EXERCISE INSTRUCTIONS -> Copy the lines exactly as they appear, starting with the first line of the records and ending with the line that contains "Target: rear wheel".

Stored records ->
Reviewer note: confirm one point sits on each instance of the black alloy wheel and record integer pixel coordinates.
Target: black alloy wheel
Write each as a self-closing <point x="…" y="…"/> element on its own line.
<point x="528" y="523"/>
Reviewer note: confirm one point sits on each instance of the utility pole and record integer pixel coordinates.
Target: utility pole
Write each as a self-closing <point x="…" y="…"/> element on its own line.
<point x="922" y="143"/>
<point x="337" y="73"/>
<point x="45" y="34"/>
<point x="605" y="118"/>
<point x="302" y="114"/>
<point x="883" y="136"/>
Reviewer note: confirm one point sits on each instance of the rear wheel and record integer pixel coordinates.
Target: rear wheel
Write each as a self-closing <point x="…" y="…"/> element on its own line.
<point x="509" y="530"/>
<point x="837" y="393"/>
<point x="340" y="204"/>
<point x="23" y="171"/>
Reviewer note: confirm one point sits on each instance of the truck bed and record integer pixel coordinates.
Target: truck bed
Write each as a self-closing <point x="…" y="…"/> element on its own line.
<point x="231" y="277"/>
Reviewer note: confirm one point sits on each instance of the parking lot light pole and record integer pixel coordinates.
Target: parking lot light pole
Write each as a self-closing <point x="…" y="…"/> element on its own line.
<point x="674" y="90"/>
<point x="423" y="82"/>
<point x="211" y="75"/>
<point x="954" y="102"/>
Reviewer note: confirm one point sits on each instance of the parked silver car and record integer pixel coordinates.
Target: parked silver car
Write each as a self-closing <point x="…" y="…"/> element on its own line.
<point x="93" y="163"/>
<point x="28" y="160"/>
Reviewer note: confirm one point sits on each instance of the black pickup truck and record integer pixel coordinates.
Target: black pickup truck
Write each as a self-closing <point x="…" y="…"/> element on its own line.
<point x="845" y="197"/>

ANSWER TO THE EXERCISE ->
Reviewer note: confirm one point sits on each instance of the black alloy wheel and record integer pixel coordinates.
Target: black alloy wheel
Write each as a self-closing <point x="…" y="…"/> element on its own line.
<point x="528" y="523"/>
Reviewer note: confirm one point sits on each instance of the utility pole and record integer pixel coordinates.
Target: utility pole
Write each as a self-closing <point x="…" y="…"/> element on its own line.
<point x="922" y="143"/>
<point x="337" y="73"/>
<point x="45" y="34"/>
<point x="605" y="118"/>
<point x="302" y="114"/>
<point x="883" y="136"/>
Reviewer note: confirm one point sits on each instance of the rear wheel and record integer pixel coordinates.
Target: rear wheel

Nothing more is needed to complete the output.